• **WRITTEN TASK**:
Reproduce verbatim the lines of the records from the line with "find the bare" to the line with "293,224 -> 311,248", both included.

• **MATERIALS PROVIDED**:
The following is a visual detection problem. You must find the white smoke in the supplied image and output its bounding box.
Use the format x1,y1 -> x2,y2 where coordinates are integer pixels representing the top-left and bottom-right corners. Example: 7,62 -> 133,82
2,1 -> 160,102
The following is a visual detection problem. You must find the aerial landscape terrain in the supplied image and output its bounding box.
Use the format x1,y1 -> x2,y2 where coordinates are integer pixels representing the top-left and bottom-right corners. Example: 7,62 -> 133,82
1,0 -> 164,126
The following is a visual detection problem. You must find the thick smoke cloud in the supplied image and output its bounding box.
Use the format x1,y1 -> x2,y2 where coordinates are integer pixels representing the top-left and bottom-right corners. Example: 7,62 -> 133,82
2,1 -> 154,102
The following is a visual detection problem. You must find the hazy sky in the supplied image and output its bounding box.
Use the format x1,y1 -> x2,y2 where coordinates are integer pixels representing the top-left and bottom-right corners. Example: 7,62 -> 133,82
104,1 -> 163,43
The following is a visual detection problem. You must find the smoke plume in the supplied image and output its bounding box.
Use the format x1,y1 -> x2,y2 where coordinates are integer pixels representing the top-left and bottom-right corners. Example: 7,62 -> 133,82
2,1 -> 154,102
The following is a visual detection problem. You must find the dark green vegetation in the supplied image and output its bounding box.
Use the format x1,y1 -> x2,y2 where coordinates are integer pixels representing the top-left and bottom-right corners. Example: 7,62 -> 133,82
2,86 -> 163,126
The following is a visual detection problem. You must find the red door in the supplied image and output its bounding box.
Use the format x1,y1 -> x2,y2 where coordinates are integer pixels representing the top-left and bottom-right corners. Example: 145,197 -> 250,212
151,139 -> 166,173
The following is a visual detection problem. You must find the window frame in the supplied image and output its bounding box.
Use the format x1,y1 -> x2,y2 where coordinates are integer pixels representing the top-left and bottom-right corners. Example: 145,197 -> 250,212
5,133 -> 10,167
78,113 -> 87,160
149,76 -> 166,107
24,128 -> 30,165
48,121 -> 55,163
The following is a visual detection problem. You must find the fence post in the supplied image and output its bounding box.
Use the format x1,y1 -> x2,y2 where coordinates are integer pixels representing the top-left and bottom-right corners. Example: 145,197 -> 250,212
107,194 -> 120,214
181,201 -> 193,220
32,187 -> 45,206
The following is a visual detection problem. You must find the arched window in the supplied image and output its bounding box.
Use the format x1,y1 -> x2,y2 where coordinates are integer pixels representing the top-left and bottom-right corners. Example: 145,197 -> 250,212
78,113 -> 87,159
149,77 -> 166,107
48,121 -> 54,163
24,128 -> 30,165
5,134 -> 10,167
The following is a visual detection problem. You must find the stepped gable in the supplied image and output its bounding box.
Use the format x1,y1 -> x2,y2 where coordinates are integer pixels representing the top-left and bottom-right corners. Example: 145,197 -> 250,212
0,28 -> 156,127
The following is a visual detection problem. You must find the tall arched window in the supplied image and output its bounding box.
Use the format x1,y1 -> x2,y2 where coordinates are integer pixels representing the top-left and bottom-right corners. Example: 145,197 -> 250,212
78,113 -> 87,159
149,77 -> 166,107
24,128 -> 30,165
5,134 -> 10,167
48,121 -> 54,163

--

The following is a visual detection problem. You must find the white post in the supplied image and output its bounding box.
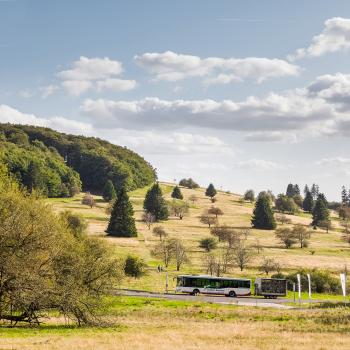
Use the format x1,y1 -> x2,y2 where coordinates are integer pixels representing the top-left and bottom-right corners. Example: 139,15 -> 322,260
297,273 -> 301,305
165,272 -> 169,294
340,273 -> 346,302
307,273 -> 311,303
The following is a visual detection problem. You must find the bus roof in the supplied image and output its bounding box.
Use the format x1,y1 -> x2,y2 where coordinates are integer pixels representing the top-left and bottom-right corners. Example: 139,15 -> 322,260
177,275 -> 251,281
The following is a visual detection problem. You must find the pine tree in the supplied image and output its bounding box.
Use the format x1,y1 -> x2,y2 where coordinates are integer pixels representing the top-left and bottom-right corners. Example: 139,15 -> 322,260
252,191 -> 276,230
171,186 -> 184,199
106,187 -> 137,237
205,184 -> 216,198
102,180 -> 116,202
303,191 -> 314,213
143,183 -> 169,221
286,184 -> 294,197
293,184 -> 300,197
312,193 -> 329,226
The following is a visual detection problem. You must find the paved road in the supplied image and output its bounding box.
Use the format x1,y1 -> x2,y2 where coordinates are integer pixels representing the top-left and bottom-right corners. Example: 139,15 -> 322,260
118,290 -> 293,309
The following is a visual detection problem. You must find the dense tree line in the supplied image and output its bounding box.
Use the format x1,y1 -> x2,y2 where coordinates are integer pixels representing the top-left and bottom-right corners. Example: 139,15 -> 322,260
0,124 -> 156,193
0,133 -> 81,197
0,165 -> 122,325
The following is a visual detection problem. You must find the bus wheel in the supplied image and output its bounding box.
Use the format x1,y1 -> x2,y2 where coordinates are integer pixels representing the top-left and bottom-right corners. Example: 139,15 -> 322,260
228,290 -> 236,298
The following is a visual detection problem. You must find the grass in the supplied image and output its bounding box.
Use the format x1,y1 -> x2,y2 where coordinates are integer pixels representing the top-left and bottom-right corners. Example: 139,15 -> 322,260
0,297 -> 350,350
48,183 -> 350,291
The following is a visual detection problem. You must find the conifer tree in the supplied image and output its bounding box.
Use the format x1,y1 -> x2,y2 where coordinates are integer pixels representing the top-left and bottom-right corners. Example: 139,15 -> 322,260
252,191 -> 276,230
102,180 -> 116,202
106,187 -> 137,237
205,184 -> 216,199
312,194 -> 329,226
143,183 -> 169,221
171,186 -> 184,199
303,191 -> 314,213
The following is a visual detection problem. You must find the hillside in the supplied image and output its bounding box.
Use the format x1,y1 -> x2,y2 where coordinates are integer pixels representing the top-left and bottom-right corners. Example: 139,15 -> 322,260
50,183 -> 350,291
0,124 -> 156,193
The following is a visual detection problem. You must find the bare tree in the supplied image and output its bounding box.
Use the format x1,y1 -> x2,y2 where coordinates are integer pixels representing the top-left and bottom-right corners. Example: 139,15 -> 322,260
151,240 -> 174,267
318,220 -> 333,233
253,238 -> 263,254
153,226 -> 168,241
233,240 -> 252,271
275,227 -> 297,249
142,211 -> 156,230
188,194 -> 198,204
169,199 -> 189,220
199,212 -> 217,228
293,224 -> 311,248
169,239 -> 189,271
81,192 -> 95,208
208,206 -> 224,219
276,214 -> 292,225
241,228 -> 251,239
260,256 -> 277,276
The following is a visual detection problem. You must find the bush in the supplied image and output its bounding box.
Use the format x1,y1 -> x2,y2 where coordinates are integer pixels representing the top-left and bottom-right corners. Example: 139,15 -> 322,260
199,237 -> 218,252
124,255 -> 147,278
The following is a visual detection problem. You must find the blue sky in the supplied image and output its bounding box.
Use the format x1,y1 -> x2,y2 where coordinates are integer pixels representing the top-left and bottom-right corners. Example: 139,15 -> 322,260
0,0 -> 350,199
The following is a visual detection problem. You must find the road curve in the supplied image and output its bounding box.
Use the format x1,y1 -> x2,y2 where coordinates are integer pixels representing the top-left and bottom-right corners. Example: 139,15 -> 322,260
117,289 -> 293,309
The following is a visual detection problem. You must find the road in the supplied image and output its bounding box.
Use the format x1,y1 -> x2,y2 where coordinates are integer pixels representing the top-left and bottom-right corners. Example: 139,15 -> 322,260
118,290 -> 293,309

• **TASK SOLUTION**:
The following is a visual detection problem. You must find the bare tree in the supplied image and output its bounding box.
Use the format x1,y1 -> x2,y2 where coordinates are integer pixels representing the top-left and bottom-right corners. Example: 139,15 -> 322,260
151,240 -> 174,267
318,220 -> 333,233
253,238 -> 263,254
153,226 -> 168,241
233,240 -> 252,271
275,227 -> 297,249
142,211 -> 156,230
188,194 -> 198,204
169,199 -> 189,220
199,212 -> 217,228
293,224 -> 311,248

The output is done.